EXTRAIT DU DOCUMENT:
§ §

Peu de Français savent que le nom arabe du Maroc est Al Maghreb et encore moins d'entre eux savent que Al Maghreb veut dire l'Occident. Le Maroc est effectivement l'Occident du monde arabo-musulman, là où se couche le soleil.
Sa proximité avec l'Europe occidentale ( 15 km de l'Espagne) et l'empreinte d'une longue histoire arabo-andalouse fait de lui un trait d'union entre l'Europe, l'Afrique Sub Saharienne et le monde arabe. Hassan II disait : " Le Maroc est comme un arbre qui plonge ses racines en Afrique et étend ses feuillages en Europe"
Un peu d'histoire:

La civilisation arabo-musulmane a laissé un patrimoine culturel, scientifique et architectural incalculable en Andalousie. Cette civilisation s'est étendue à son apogée en 1086, de l'Espagne jusqu'au Sénégal et au Niger. De grands savants arabes, berbères et juifs ont marqué leur époque et introduit " la civilisation" dans une Europe en pleine décadence. Cette Europe connaitra l'inquisition, puis la Renaissance, puis le Siècle des Lumières, puis la Révolution Industrielle qui l'ont porté dans des contrées lointaines dans les conquêtes du monde.

§ §

MATÉRIEL FOURNI:
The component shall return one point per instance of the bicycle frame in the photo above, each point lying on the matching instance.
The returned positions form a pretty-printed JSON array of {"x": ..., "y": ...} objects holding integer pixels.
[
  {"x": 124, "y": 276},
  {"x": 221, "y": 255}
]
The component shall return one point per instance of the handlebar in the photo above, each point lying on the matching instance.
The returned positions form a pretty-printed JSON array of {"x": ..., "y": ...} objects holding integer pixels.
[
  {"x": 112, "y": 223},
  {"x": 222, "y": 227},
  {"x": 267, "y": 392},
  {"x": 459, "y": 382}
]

§ §

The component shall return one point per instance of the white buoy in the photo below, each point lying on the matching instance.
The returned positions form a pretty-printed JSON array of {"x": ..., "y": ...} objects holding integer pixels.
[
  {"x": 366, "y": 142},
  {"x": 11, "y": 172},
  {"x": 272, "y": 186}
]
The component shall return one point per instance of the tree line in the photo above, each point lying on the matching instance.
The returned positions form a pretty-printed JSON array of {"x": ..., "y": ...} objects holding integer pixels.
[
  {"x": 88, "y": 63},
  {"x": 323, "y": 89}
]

§ §

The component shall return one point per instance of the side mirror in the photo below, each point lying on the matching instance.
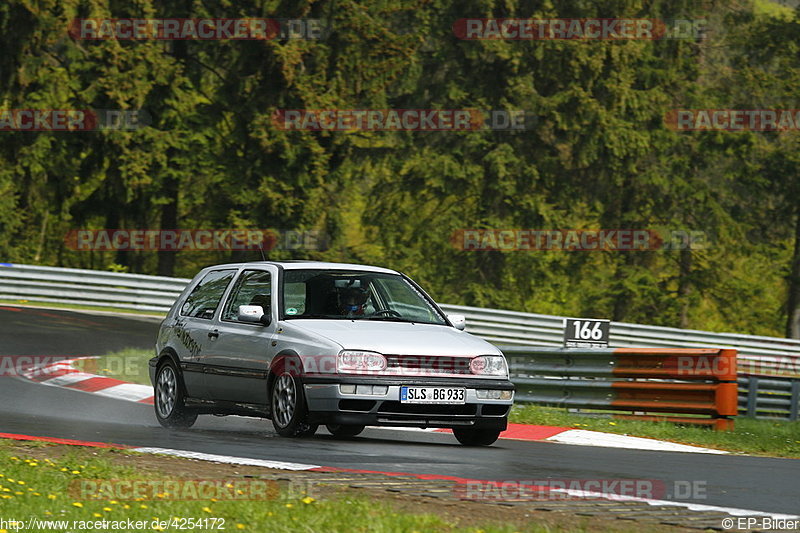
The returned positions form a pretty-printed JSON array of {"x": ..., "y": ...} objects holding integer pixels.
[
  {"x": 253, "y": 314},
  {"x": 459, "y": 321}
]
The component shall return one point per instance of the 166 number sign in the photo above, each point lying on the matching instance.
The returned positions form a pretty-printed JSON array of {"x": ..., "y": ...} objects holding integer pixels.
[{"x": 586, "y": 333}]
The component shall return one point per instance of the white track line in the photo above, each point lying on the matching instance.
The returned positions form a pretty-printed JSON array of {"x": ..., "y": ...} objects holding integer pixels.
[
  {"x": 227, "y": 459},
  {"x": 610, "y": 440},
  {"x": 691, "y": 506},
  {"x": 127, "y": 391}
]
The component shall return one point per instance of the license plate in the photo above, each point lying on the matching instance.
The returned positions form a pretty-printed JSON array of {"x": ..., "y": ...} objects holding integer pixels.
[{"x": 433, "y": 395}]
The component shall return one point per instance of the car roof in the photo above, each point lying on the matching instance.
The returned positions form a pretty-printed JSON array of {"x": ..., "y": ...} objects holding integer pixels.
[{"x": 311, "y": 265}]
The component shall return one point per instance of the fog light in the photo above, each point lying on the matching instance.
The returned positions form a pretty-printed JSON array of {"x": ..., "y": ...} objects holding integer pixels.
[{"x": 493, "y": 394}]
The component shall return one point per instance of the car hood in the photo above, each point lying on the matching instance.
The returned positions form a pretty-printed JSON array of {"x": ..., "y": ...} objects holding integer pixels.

§ §

EXERCICE COURT A: Recopiez, s'il vous plaît, le passage du texte sur le Maroc commençant à "La civilisation arabo-musulmane" et se terminant à "conquêtes du monde.".
EXERCICE COURT B: Énumérez les périodes que l'Europe connaîtra selon le texte sur le Maroc.
Le matériel fourni n'intervient pas ici.

RÉPONSE A:
La civilisation arabo-musulmane a laissé un patrimoine culturel, scientifique et architectural incalculable en Andalousie. Cette civilisation s'est étendue à son apogée en 1086, de l'Espagne jusqu'au Sénégal et au Niger. De grands savants arabes, berbères et juifs ont marqué leur époque et introduit " la civilisation" dans une Europe en pleine décadence. Cette Europe connaitra l'inquisition, puis la Renaissance, puis le Siècle des Lumières, puis la Révolution Industrielle qui l'ont porté dans des contrées lointaines dans les conquêtes du monde.

RÉPONSE B:
- l'Inquisition
- la Renaissance
- le Siècle des Lumières
- la Révolution industrielle